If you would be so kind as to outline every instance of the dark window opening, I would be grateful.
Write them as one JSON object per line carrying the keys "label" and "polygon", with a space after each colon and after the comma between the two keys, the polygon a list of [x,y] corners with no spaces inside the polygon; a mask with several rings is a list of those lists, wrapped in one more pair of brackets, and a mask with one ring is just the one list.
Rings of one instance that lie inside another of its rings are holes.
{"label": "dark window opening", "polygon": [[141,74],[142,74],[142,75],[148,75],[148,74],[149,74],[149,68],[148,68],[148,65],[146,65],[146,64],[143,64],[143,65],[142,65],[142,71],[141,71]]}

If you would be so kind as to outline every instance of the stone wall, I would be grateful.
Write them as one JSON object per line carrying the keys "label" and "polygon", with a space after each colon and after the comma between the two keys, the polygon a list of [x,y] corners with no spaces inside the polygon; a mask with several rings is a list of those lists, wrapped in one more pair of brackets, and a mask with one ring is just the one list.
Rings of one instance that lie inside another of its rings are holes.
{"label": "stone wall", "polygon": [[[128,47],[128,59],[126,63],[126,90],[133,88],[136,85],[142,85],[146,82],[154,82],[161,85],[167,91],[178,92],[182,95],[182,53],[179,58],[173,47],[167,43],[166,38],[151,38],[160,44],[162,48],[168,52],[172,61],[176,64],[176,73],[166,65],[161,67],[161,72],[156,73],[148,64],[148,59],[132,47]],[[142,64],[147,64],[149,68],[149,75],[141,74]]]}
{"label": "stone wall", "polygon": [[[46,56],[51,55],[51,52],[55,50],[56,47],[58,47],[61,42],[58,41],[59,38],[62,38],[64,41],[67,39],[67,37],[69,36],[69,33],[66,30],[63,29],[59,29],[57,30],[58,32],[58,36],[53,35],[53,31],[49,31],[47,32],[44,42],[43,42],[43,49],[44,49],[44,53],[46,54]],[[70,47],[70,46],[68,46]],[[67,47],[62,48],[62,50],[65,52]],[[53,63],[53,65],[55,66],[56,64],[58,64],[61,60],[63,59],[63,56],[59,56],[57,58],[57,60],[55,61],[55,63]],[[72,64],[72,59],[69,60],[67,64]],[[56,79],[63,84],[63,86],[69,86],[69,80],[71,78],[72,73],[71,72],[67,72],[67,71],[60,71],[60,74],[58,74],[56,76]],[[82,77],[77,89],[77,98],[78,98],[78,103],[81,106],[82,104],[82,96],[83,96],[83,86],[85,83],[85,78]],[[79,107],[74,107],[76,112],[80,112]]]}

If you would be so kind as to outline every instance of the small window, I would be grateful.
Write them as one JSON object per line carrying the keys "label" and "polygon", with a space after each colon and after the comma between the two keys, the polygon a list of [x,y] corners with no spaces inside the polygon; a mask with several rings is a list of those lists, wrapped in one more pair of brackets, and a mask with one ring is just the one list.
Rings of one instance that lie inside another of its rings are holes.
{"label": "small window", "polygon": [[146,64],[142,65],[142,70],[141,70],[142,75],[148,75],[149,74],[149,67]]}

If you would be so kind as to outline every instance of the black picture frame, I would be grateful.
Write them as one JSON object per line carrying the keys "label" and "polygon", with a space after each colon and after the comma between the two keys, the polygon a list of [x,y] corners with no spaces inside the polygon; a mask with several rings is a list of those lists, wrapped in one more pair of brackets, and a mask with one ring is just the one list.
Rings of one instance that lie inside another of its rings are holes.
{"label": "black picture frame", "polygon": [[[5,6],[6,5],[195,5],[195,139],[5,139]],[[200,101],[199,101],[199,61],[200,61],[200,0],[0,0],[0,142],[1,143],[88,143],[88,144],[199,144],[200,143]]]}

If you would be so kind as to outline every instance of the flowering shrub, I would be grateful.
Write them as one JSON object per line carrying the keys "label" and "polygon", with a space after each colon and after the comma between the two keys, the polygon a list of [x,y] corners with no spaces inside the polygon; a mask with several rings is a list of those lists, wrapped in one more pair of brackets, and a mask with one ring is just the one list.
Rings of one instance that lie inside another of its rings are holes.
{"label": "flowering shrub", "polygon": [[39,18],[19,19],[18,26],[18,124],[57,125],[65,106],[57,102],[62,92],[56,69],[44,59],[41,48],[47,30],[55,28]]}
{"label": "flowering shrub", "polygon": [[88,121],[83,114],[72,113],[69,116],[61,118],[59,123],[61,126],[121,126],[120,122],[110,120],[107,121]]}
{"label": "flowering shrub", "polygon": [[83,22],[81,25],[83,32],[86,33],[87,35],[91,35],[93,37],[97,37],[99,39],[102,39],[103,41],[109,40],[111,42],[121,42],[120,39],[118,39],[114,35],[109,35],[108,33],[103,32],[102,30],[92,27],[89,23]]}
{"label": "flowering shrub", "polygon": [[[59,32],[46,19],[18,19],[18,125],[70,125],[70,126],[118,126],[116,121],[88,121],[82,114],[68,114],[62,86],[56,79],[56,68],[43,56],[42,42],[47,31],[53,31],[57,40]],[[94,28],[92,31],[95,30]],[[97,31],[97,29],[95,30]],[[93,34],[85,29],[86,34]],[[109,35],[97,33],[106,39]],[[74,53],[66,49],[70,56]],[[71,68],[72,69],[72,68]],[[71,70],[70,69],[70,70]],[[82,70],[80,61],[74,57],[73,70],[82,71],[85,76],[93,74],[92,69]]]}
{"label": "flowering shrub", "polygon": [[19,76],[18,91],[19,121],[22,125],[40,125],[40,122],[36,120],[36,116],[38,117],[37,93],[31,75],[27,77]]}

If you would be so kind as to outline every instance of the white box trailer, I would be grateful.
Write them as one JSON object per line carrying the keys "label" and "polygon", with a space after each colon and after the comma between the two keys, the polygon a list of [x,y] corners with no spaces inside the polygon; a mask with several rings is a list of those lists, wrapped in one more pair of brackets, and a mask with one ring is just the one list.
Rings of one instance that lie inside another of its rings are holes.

────────

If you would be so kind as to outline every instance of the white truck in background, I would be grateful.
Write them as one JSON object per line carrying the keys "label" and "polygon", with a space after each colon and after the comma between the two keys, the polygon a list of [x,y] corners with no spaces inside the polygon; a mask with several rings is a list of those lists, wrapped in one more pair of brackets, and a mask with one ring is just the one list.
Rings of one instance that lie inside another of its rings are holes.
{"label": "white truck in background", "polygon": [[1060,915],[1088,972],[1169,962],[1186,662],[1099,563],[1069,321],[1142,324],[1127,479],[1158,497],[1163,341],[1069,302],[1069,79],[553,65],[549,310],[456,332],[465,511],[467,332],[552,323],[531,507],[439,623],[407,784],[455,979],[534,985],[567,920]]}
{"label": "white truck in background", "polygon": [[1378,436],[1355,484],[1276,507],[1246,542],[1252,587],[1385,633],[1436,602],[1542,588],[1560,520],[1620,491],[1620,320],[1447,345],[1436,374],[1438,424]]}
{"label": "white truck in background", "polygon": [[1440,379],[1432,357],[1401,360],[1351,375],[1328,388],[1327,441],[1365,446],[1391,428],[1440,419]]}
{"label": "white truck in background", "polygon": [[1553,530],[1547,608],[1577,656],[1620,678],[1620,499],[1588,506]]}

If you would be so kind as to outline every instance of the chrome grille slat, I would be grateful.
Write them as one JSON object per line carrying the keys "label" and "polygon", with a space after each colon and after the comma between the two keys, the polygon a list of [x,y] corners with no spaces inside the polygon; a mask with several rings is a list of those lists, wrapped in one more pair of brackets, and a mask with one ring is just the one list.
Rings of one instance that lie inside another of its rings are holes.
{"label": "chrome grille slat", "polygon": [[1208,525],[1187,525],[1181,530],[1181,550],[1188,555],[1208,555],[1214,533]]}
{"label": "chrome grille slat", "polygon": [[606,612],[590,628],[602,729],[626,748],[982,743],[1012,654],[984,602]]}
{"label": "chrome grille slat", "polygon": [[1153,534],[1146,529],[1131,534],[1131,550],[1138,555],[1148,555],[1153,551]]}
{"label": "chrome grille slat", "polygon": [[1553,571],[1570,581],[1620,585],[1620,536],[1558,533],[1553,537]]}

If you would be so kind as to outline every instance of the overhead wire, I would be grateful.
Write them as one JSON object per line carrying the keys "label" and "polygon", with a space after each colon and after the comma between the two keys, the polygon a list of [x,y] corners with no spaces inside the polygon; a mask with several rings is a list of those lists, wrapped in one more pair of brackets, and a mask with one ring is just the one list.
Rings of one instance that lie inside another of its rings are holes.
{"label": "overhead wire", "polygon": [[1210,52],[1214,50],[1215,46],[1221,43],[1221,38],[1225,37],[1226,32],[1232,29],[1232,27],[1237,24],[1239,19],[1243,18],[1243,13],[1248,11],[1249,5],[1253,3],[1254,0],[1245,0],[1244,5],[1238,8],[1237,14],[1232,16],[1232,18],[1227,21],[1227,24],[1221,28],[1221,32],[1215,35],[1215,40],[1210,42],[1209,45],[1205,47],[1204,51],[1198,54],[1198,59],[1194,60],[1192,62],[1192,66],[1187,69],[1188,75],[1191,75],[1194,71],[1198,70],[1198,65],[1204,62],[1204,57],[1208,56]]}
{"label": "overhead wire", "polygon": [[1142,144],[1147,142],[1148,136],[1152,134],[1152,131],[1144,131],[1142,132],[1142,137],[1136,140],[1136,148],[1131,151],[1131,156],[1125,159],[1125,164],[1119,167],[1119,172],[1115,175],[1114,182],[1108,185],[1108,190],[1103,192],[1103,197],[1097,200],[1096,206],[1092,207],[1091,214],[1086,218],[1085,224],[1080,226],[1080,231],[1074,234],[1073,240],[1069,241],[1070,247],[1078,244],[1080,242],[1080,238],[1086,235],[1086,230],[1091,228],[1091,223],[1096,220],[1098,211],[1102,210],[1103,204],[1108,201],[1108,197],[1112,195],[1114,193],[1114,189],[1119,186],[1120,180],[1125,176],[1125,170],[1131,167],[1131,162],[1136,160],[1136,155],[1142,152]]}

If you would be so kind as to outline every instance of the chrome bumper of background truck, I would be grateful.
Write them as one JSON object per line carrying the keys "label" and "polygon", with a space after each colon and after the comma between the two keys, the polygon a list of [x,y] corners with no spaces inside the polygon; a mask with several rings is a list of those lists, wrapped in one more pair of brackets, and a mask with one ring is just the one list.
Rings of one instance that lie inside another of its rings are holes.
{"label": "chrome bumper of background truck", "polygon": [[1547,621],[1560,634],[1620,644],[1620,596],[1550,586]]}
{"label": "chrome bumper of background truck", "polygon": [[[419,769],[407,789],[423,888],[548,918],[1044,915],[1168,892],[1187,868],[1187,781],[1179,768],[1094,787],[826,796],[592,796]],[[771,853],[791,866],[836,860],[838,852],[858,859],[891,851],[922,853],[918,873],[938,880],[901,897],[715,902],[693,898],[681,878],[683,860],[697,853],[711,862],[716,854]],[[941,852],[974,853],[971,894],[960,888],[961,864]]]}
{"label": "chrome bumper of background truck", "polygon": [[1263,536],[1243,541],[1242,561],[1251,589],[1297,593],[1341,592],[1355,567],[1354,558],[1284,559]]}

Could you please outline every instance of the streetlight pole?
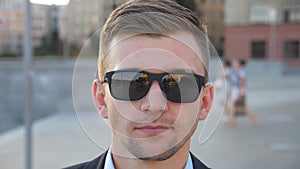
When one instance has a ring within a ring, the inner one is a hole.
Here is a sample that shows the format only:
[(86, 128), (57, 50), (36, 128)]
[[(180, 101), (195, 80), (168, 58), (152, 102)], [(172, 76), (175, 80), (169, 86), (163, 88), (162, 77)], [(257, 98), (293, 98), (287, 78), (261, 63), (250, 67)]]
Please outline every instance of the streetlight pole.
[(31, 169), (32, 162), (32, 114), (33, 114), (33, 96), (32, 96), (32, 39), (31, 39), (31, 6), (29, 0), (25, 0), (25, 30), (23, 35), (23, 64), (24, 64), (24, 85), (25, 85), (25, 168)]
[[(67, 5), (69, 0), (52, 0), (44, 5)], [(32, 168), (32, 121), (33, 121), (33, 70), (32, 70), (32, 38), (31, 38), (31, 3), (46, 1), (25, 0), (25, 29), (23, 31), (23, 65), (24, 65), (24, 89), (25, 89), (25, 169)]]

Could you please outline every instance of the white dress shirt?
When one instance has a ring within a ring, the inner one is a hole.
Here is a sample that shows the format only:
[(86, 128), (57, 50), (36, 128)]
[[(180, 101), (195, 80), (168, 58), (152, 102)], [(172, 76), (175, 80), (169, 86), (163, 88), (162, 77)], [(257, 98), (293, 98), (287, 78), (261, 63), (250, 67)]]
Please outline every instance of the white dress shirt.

────────

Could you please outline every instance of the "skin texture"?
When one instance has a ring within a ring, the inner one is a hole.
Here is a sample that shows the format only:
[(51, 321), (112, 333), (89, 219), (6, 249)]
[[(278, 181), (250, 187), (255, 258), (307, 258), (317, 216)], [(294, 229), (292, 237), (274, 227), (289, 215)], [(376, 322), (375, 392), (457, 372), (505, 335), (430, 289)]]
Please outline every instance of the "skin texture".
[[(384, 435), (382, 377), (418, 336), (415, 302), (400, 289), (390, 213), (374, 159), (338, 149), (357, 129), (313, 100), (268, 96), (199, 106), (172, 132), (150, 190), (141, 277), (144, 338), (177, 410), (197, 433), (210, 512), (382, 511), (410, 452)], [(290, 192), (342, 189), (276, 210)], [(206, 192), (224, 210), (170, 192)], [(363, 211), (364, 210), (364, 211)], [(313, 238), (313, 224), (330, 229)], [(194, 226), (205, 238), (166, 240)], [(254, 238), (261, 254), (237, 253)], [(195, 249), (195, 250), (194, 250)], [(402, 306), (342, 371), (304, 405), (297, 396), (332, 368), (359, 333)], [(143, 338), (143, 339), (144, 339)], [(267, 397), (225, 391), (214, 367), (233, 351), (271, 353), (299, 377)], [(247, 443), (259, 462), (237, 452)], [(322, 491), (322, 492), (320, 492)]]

────────

- [TASK ITEM]: Please return every line of the records above that contains the word "Could".

- [THE COMPLETED TASK]:
Could you please outline every instance of the streetlight pole?
Could you please outline every instance of the white dress shirt?
Could you please outline every instance of the "skin texture"?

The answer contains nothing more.